Region pointing data ▸
/---

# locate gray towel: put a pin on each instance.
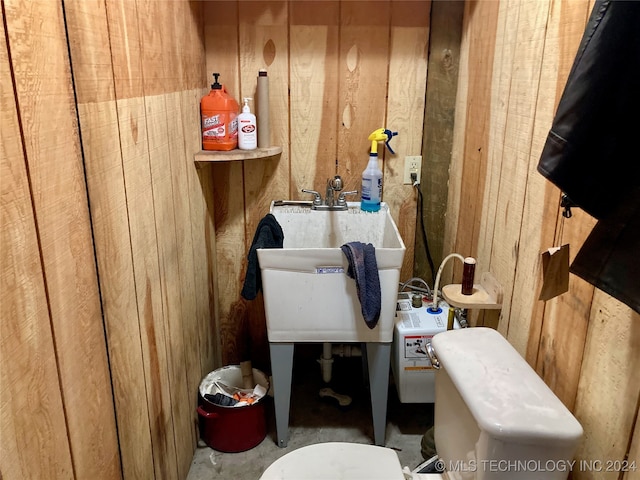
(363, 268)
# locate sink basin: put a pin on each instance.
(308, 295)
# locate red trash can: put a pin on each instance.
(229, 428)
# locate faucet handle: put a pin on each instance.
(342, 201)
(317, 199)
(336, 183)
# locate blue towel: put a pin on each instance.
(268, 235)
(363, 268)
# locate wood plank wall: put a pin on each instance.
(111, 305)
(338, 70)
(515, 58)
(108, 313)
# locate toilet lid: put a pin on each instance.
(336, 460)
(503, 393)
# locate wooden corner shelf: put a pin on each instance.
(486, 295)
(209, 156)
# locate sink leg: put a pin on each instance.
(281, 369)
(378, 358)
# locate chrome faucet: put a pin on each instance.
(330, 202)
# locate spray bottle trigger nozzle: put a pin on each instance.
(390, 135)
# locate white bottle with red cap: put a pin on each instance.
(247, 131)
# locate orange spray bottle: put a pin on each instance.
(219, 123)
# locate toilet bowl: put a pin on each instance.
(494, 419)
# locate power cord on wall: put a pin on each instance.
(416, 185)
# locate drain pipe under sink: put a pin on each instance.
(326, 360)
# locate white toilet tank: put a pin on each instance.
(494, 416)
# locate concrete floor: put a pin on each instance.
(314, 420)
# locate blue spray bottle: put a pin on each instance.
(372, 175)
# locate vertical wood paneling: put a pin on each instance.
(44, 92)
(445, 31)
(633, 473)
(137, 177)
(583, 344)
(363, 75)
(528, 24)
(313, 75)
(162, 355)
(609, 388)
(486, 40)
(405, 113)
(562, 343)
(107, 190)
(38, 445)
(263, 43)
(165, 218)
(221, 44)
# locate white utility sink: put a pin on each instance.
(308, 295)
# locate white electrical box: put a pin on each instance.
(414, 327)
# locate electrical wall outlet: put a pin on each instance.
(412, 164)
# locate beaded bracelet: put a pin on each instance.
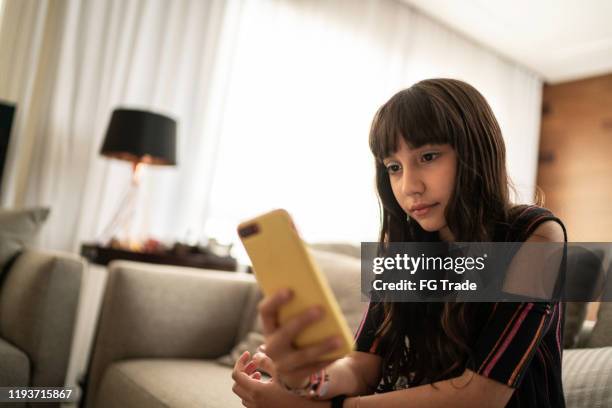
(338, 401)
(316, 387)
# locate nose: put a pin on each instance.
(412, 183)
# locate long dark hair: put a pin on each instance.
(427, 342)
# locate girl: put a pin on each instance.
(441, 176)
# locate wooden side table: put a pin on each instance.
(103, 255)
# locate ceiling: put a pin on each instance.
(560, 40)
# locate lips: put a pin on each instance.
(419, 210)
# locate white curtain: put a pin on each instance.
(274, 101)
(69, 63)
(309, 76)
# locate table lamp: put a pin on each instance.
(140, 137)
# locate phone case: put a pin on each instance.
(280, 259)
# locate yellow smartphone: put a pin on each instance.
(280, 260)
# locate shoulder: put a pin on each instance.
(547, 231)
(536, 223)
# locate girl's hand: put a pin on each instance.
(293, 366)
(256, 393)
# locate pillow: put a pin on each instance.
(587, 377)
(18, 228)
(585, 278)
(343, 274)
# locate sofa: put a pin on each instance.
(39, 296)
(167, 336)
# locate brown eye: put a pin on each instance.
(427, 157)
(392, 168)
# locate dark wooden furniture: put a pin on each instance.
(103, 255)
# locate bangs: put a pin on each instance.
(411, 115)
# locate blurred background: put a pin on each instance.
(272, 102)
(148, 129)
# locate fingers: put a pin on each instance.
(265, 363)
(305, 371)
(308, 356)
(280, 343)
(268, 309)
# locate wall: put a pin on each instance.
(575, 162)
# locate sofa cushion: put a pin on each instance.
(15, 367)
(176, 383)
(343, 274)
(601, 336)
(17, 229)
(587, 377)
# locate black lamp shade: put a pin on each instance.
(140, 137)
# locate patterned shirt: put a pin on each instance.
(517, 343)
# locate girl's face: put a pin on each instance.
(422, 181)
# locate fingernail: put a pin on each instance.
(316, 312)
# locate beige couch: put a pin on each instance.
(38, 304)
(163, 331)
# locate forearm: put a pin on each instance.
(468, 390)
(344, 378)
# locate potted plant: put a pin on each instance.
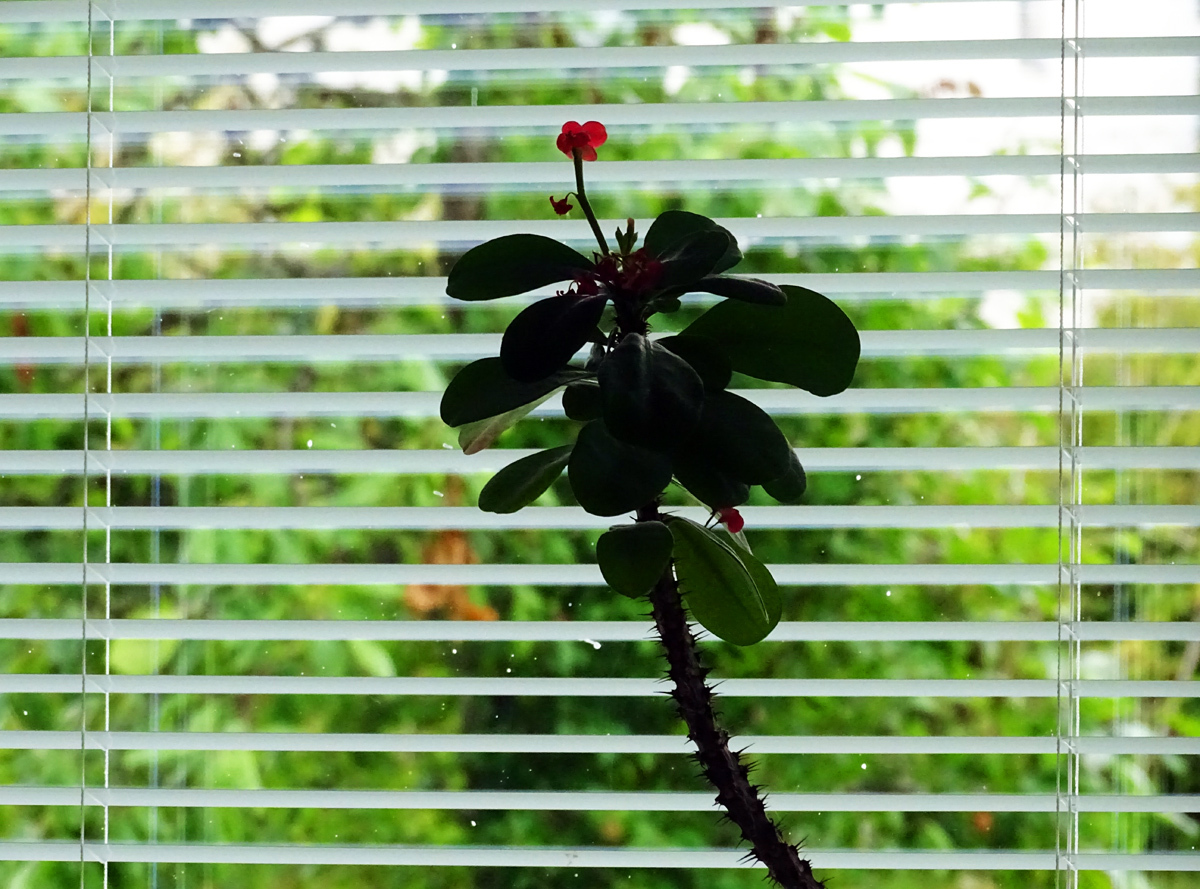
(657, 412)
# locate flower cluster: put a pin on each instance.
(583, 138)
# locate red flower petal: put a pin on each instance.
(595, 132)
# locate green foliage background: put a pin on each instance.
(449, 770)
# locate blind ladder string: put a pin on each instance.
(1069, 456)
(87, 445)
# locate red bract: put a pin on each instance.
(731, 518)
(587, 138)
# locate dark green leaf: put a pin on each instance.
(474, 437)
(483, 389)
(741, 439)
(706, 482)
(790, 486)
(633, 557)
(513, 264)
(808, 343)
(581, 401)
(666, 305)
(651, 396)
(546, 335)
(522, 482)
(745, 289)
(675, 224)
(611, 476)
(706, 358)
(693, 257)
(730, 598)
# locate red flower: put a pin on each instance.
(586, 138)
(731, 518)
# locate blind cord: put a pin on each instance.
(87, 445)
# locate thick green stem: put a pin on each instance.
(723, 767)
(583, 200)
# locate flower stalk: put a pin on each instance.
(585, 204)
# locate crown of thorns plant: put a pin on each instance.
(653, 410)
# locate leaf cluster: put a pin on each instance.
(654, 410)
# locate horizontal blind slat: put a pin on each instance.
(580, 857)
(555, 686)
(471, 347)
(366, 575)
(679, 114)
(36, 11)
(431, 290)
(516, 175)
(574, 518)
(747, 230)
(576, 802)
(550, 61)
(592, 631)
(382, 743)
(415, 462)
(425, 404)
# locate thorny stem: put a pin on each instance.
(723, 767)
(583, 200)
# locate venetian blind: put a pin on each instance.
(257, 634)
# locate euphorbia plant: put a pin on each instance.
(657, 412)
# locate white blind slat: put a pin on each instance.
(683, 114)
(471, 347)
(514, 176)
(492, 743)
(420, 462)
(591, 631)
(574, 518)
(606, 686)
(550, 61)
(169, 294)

\---

WORK ITEM ▸
With the pictures set aside, copy each line above as written.

RESPONSE BOX ▸
# locate gray towel: put a pin on each instance.
(363, 268)
# locate sink basin: put a pin on each instance.
(308, 295)
# locate red trash can: put a pin on each instance.
(229, 428)
# locate faucet handle: put a pin on each instance.
(342, 201)
(317, 199)
(336, 183)
# locate blue towel: put a pin on each instance.
(268, 235)
(363, 268)
# locate wood plank wall: put a pin on each instance.
(111, 305)
(338, 70)
(515, 58)
(108, 313)
# locate toilet lid: put a pin on each instance.
(336, 460)
(503, 393)
# locate wooden corner shelf: put a pin on each instance.
(486, 295)
(209, 156)
# locate sink leg: put a pin on each instance.
(281, 369)
(378, 358)
# locate chrome faucet: put a pin on each instance.
(330, 202)
# locate spray bottle trigger nozzle: put a pin on each instance.
(390, 135)
# locate white bottle with red cap: put a pin on each instance.
(247, 131)
# locate orange spray bottle: put a pin on each instance.
(219, 123)
# locate toilet bowl: put a pin on each instance.
(494, 419)
# locate power cord on wall: put a pin on each instance.
(416, 185)
# locate drain pipe under sink: put a pin on each instance.
(326, 360)
# locate white toilet tank: put a pin on each instance.
(494, 416)
# locate concrete floor: put a pin on each instance.
(314, 420)
# locate blue spray bottle: put a pin on each instance.
(372, 175)
# locate vertical wood paneling: put a pin on each instance.
(44, 92)
(445, 31)
(633, 473)
(137, 177)
(583, 344)
(363, 75)
(528, 24)
(313, 75)
(162, 355)
(609, 388)
(486, 40)
(405, 113)
(562, 343)
(107, 190)
(38, 445)
(263, 43)
(165, 218)
(221, 44)
# locate white utility sink: put a pin on each instance.
(308, 295)
# locate white electrical box: put a pin on each instance.
(414, 327)
# locate electrical wall outlet: put a pin on each instance.
(412, 164)
# locate beaded bracelet: put a pin on each instance.
(338, 401)
(316, 387)
# locate nose: put a pin on each instance.
(412, 183)
# locate long dark hair: put a pin on each instance.
(427, 342)
# locate girl: put a pin on each instance.
(441, 176)
# locate wooden side table: put a pin on each instance.
(103, 255)
# locate ceiling: put a pin on each instance.
(560, 40)
# locate lips: put a pin on each instance.
(419, 210)
# locate white curtain: put a pin on each instance.
(274, 101)
(69, 63)
(309, 76)
# locate table lamp: put a pin on each instance.
(140, 137)
# locate phone case: put a pin on each instance.
(280, 259)
# locate yellow smartphone: put a pin on each instance.
(280, 260)
# locate shoulder: put a pin on each instance.
(547, 231)
(536, 223)
# locate girl's hand: put a pin on each instance.
(293, 366)
(256, 393)
# locate pillow: put a pin on each instance.
(587, 377)
(18, 228)
(585, 278)
(343, 274)
# locate sofa: put a pin on each instance.
(39, 296)
(167, 336)
# locate brown eye: put a pin on each instance.
(427, 157)
(392, 168)
# locate dark wooden furniture: put a pin on each instance.
(103, 255)
# locate bangs: put a pin on each instance.
(411, 115)
# locate blurred background: put a pin on each instance.
(272, 102)
(148, 129)
# locate fingers: put a pin on each instance.
(265, 363)
(305, 371)
(308, 356)
(280, 343)
(268, 309)
# locate wall: put a pin on each instance.
(575, 162)
# locate sofa cushion: put a pin on each instance.
(15, 367)
(176, 383)
(343, 274)
(601, 336)
(17, 229)
(587, 377)
# locate black lamp shade: put a pin on each instance.
(140, 137)
# locate patterned shirt: put a pin on each instance.
(517, 343)
# locate girl's face: put a pin on each instance.
(422, 181)
# locate fingernail: put a pin on each instance.
(316, 312)
# locate beige couch: put a pin on each instance.
(38, 304)
(163, 331)
# locate forearm: put a pin on each instance.
(468, 390)
(344, 378)
# locate potted plant: put a pin on each instance.
(657, 412)
# locate flower cluster: put a pin on each instance.
(583, 138)
# locate red flower petal: put a pin on each instance.
(595, 132)
# locate green foliage background: put a pin on each instance.
(449, 770)
# locate blind ladder string: put a pin on each instance.
(1069, 456)
(87, 445)
# locate red bract: put a pin on each instance.
(731, 518)
(587, 138)
# locate dark green leaf: put a pin on each instance.
(474, 437)
(483, 389)
(741, 439)
(706, 482)
(790, 486)
(633, 557)
(513, 264)
(808, 343)
(581, 401)
(666, 305)
(651, 396)
(546, 335)
(522, 482)
(745, 289)
(675, 224)
(611, 476)
(706, 358)
(693, 257)
(730, 598)
# locate red flower: put a pin on each instance.
(586, 138)
(731, 518)
# locate blind cord: put a pin on each instance.
(87, 445)
# locate thick green stem: put a pin on each instance.
(723, 767)
(583, 200)
# locate flower stalk: put a pin on each instance.
(585, 204)
# locate crown of thorns plant: put a pin on each instance.
(653, 410)
# locate leaf cluster: put a pin on each instance.
(654, 410)
# locate horizontal blind slat: put a pin on each instance.
(580, 857)
(555, 686)
(471, 347)
(366, 575)
(679, 114)
(36, 11)
(431, 290)
(516, 175)
(574, 518)
(747, 230)
(576, 802)
(550, 61)
(592, 631)
(382, 743)
(415, 462)
(425, 404)
# locate thorny stem: put a pin on each instance.
(723, 767)
(583, 200)
# locate venetian blind: put a pin on each instance.
(257, 634)
# locate euphorbia plant: put a pin on each instance.
(657, 412)
# locate white blind slat: put a pin on each instance.
(683, 114)
(471, 347)
(514, 176)
(492, 743)
(420, 462)
(591, 631)
(574, 518)
(606, 686)
(550, 61)
(169, 294)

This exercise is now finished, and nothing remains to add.